Below are records to be output exactly, every one of them.

================================

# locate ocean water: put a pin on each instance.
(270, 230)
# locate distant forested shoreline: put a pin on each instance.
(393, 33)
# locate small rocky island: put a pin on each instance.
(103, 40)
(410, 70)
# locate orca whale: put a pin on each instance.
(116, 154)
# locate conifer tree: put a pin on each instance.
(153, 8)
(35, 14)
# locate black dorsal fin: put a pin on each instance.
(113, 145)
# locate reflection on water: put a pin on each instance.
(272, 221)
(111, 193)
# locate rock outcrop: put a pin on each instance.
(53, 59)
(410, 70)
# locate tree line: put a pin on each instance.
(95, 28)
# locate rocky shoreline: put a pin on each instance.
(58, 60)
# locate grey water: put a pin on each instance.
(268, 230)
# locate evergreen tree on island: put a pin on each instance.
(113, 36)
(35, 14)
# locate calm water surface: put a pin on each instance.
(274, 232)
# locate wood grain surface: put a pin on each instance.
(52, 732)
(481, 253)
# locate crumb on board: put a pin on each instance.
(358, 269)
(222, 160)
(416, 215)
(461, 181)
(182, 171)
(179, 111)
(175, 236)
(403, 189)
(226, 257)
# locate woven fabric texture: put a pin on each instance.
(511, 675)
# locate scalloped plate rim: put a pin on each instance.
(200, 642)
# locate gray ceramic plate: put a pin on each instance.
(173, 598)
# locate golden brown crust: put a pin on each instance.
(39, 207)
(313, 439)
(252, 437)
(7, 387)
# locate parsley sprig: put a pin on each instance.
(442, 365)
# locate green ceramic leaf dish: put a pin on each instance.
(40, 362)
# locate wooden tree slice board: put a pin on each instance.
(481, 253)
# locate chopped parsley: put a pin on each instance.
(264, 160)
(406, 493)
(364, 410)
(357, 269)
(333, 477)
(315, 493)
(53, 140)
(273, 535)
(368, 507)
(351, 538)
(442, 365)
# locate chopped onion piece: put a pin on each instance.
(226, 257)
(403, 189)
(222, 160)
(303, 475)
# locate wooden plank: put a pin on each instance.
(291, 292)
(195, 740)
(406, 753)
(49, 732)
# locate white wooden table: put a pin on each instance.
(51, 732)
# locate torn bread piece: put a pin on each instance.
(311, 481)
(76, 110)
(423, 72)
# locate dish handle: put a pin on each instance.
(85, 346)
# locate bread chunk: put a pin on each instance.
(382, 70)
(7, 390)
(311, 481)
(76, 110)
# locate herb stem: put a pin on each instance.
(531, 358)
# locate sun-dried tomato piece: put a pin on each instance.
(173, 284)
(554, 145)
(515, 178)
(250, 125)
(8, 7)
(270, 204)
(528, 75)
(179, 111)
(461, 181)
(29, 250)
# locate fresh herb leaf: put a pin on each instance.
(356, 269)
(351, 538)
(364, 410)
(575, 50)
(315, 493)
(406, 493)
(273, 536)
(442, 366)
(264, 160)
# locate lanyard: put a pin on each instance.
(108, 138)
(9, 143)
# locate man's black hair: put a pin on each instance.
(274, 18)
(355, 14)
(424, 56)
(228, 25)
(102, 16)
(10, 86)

================================

SOLUTION TO THIS TASK:
# locate ocean water: put a pin on each instance.
(270, 230)
# locate distant forested shoreline: put a pin on each instance.
(393, 33)
# locate small rocky island: put a pin on each instance.
(103, 40)
(410, 70)
# locate orca whale: put a pin on each instance.
(116, 154)
# locate conifer tree: put a pin on each instance.
(153, 8)
(35, 14)
# locate black dorsal fin: put a pin on each instance.
(113, 145)
# locate reflection on water: put a pin on each instance.
(272, 221)
(111, 193)
# locate rock outcrop: put a pin on each instance.
(53, 59)
(410, 70)
# locate tree line: put a pin on each instance.
(95, 28)
# locate rocky shoreline: put a pin on each instance.
(58, 60)
# locate grey water: put a pin on each instance.
(268, 230)
# locate evergreen tree on island: put a pin on each instance.
(113, 36)
(35, 14)
# locate calm water surface: put a pin on each instance.
(274, 232)
# locate wood grain surface: put a pin on each instance.
(52, 732)
(481, 253)
# locate crumb on board: put a pin on each instance.
(358, 269)
(222, 160)
(416, 215)
(461, 181)
(182, 171)
(179, 111)
(175, 236)
(403, 189)
(226, 257)
# locate woven fabric texture: put a pin on each instance.
(511, 675)
# locate scalloped plate rim: put a pin on each instance.
(200, 642)
# locate gray ceramic plate: put a pin on each instance.
(173, 598)
# locate golden brown crust: put a pin on each instance.
(39, 207)
(313, 439)
(252, 437)
(7, 387)
# locate parsley sprig: put a pin on each instance.
(442, 365)
# locate green ceramic leaf dish: put a pin on each instance.
(40, 362)
# locate wooden tree slice board: put a pin on each instance.
(481, 253)
# locate chopped parsley: put a pin on each instance.
(264, 160)
(406, 493)
(364, 410)
(357, 269)
(333, 477)
(315, 493)
(53, 140)
(273, 535)
(368, 507)
(351, 538)
(442, 365)
# locate chopped onion piece: put a pin on each instance.
(226, 257)
(403, 189)
(222, 160)
(303, 475)
# locate wooden plank: put a pin on each instance.
(291, 292)
(195, 740)
(406, 753)
(49, 732)
# locate white wooden table: put a pin on each instance.
(51, 732)
# locate torn bread piece: put a pin on each instance.
(311, 481)
(76, 110)
(423, 72)
# locate dish handle: put a pin on each instance.
(85, 346)
# locate bread chunk: put a pin on each instance.
(382, 70)
(7, 390)
(311, 481)
(76, 110)
# locate herb stem: put a pin on each instance.
(531, 358)
# locate sun-dried tomato piece: put a pin on each instance.
(173, 284)
(554, 145)
(515, 178)
(250, 125)
(8, 7)
(270, 204)
(528, 75)
(179, 111)
(461, 181)
(29, 250)
# locate fresh herb leaf: put a pin on each instance.
(356, 269)
(351, 538)
(364, 410)
(575, 50)
(315, 493)
(406, 493)
(273, 536)
(442, 366)
(264, 160)
# locate lanyard: put a pin on each instance.
(108, 138)
(9, 143)
# locate man's black hair: put a pin on each instance.
(274, 18)
(355, 14)
(424, 56)
(228, 25)
(102, 16)
(10, 86)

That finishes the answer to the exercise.